Dans cette région couverte de forêts, soumise à des rythmes lents, la disparition soudaine de cet enfant provoqua la stupeur et fut même considérée, par bien des habitants, comme le signe annonciateur des catastrophes à venir.
Pour Antoine, qui fut au centre de ce drame, tout commença par la mort du chien..."
Après son succès démentiel suite à son Prix Goncourt, le retour de Pierre Lemaître dans les rayons des librairies était très attendu. Je l’attendais aussi et le fait qu’il revienne avec un roman noir a agi sur moi comme le chant des sirènes. C’est en effet dans ce genre, qu’il maîtrisait à merveille avant sa surmédiatisation, que je l’avais préféré. « Alex » et surtout « Robe de marié » en étaient des parfaits exemples.

_Consigne:_
Les affirmations suivantes concordent-elles avec l'extrait ci-dessus ? (a) Bien des habitants virent dans la disparition de l'enfant le signe annonciateur de catastrophes ; (b) pour Antoine, tout commença par la mort d'un chat ; (c) Pierre Lemaître revient avec un roman historique. Répondez par oui ou par non pour chacune, en citant mot pour mot les termes de l'extrait qui tranchent.

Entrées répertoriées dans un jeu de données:
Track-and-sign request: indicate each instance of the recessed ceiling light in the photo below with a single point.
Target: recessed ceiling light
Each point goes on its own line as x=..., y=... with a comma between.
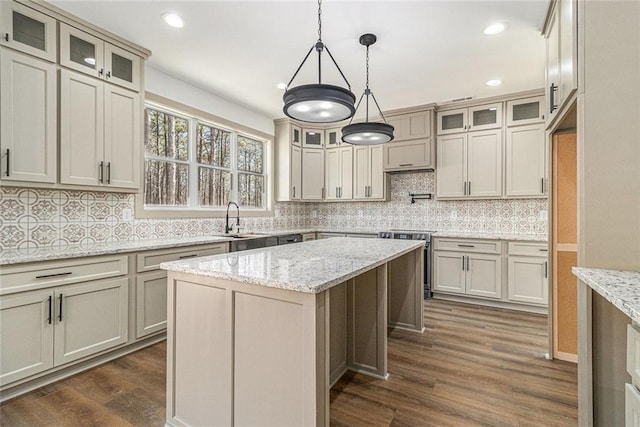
x=173, y=20
x=495, y=28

_Réponse:_
(a) Oui : « fut même considérée, par bien des habitants, comme le signe annonciateur des catastrophes à venir ».
(b) Non : « tout commença par la mort du chien ».
(c) Non : « il revienne avec un roman noir ».